Task brief: Render the part of the listing below that begins at the line containing "DETECT oval window" and stops after the line containing "(88, 55), (333, 167)" as a Markdown table with the columns Row and Line. Number each row and skip any blank lines.

Working data:
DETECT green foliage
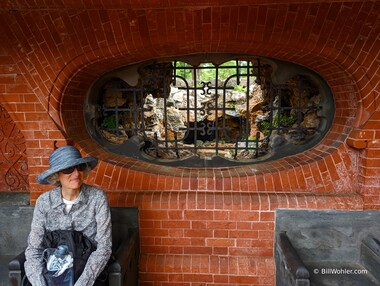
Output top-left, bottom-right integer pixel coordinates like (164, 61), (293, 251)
(176, 60), (248, 82)
(234, 84), (247, 93)
(101, 113), (116, 129)
(273, 114), (296, 128)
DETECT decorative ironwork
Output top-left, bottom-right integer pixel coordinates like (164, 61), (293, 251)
(0, 106), (28, 192)
(87, 55), (332, 166)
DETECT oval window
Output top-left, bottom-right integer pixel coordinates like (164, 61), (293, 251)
(86, 55), (334, 167)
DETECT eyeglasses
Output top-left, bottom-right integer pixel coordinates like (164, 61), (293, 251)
(61, 164), (87, 175)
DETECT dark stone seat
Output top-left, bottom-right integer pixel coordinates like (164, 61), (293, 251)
(275, 210), (380, 286)
(0, 206), (139, 286)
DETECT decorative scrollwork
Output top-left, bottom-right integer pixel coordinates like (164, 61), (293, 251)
(0, 106), (28, 191)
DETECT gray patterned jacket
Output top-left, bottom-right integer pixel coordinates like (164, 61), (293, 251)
(25, 184), (112, 286)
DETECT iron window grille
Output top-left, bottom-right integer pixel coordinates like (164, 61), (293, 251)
(90, 54), (331, 167)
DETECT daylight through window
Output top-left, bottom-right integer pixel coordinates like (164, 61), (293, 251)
(88, 55), (333, 167)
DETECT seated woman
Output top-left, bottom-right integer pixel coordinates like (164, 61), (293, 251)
(25, 146), (112, 286)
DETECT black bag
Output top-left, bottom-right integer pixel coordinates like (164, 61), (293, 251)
(43, 230), (96, 283)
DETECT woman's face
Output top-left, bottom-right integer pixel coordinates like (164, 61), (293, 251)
(58, 165), (84, 189)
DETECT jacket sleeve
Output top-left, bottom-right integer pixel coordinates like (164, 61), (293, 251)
(75, 192), (112, 286)
(25, 198), (46, 286)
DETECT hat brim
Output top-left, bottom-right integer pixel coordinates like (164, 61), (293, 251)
(37, 157), (98, 185)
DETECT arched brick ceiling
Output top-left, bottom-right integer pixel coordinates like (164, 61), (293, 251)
(0, 0), (380, 179)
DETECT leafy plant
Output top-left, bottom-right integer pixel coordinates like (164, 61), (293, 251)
(101, 114), (117, 129)
(234, 84), (247, 93)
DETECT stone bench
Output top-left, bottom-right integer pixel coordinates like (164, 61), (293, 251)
(0, 206), (140, 286)
(275, 210), (380, 286)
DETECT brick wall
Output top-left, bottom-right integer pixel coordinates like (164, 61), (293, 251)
(0, 0), (380, 285)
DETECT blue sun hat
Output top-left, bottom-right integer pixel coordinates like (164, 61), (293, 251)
(37, 145), (98, 185)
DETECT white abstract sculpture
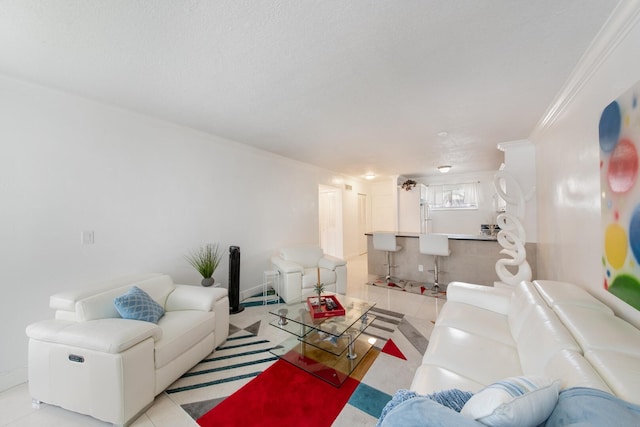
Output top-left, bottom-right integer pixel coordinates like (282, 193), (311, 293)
(493, 171), (535, 286)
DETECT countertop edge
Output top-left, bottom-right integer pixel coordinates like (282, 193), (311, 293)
(364, 231), (498, 242)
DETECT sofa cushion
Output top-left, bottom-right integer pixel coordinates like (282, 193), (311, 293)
(302, 268), (336, 289)
(376, 397), (483, 427)
(545, 387), (640, 427)
(75, 275), (175, 321)
(422, 326), (522, 391)
(437, 304), (515, 347)
(554, 305), (640, 355)
(585, 349), (640, 405)
(544, 349), (611, 392)
(533, 280), (613, 315)
(460, 376), (560, 427)
(113, 286), (164, 323)
(410, 364), (486, 394)
(155, 310), (216, 369)
(26, 318), (162, 354)
(508, 282), (544, 337)
(515, 305), (580, 375)
(49, 273), (161, 312)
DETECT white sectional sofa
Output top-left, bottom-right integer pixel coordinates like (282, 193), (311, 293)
(26, 274), (229, 425)
(411, 280), (640, 404)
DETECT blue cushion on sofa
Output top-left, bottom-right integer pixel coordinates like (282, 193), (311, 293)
(113, 286), (164, 323)
(379, 396), (485, 427)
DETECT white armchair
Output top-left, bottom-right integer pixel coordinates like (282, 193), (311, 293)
(271, 246), (347, 304)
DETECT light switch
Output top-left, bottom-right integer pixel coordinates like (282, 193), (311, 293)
(82, 231), (95, 245)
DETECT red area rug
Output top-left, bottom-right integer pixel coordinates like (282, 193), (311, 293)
(197, 360), (359, 427)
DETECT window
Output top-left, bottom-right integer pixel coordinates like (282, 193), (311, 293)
(427, 182), (478, 210)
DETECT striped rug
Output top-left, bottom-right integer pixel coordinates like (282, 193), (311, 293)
(166, 294), (428, 425)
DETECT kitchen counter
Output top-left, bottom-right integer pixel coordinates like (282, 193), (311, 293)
(365, 231), (498, 242)
(365, 232), (536, 286)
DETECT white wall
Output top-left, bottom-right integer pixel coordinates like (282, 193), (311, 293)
(530, 1), (640, 327)
(0, 76), (366, 390)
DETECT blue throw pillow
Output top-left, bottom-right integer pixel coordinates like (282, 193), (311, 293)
(113, 286), (164, 323)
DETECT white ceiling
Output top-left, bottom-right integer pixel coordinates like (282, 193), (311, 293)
(0, 0), (618, 177)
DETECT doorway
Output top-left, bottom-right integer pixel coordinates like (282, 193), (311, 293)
(318, 185), (344, 258)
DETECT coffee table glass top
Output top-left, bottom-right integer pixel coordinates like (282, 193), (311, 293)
(269, 295), (375, 337)
(269, 295), (376, 387)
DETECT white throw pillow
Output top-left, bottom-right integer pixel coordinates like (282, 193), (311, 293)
(460, 376), (560, 427)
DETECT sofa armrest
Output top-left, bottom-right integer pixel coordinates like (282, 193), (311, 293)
(271, 256), (304, 274)
(318, 255), (347, 270)
(447, 282), (513, 315)
(165, 285), (228, 311)
(26, 319), (162, 354)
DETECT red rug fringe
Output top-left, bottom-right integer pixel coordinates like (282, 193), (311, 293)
(197, 360), (359, 427)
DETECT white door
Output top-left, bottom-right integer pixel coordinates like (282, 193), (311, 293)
(358, 193), (367, 255)
(318, 185), (343, 258)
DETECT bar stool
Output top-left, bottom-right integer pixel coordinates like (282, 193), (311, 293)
(373, 233), (402, 282)
(419, 234), (451, 292)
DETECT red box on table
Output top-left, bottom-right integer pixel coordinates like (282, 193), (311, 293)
(307, 295), (346, 319)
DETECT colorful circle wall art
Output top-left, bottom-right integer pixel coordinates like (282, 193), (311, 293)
(599, 83), (640, 310)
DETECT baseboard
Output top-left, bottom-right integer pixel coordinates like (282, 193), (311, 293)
(0, 367), (28, 391)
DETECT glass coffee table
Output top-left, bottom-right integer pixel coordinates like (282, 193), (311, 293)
(269, 295), (376, 387)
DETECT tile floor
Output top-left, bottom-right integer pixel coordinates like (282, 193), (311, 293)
(0, 255), (444, 427)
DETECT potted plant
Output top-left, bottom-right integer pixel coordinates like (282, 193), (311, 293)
(185, 243), (222, 286)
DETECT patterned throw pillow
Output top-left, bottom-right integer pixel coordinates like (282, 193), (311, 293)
(460, 376), (560, 427)
(113, 286), (164, 323)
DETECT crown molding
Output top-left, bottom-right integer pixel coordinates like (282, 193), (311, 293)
(532, 0), (640, 135)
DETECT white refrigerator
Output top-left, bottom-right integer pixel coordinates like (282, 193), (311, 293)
(398, 184), (431, 234)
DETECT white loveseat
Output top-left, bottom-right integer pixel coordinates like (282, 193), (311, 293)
(271, 246), (347, 304)
(411, 280), (640, 404)
(26, 274), (229, 425)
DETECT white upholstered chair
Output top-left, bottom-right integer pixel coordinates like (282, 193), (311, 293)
(373, 232), (402, 281)
(271, 246), (347, 304)
(419, 233), (451, 292)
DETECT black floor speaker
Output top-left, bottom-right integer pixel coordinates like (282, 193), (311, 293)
(229, 246), (244, 314)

Response:
| Row | Line |
|---|---|
| 1 | DETECT oval window |
| 2 | Output top-left, bottom-right integer pixel coordinates like (164, 61), (293, 251) |
| 3 | (86, 55), (334, 167) |
| 4 | DETECT eyeglasses |
| 5 | Output top-left, bottom-right integer pixel coordinates like (164, 61), (293, 251) |
| 6 | (61, 164), (87, 175) |
| 7 | DETECT dark stone seat |
| 8 | Output top-left, bottom-right integer pixel coordinates like (164, 61), (293, 251) |
| 9 | (275, 210), (380, 286) |
| 10 | (0, 206), (139, 286) |
| 11 | DETECT decorative scrollwork |
| 12 | Output top-left, bottom-right integer pixel coordinates like (164, 61), (293, 251) |
| 13 | (0, 106), (28, 191) |
| 14 | DETECT gray patterned jacket |
| 15 | Output top-left, bottom-right integer pixel coordinates like (164, 61), (293, 251) |
| 16 | (25, 184), (112, 286) |
| 17 | DETECT iron window grille |
| 18 | Output top-left, bottom-right integer pixel coordinates like (164, 61), (293, 251) |
| 19 | (90, 54), (331, 167) |
| 20 | DETECT daylight through window |
| 21 | Output top-left, bottom-right integer pixel coordinates like (164, 61), (293, 251) |
| 22 | (88, 55), (333, 167) |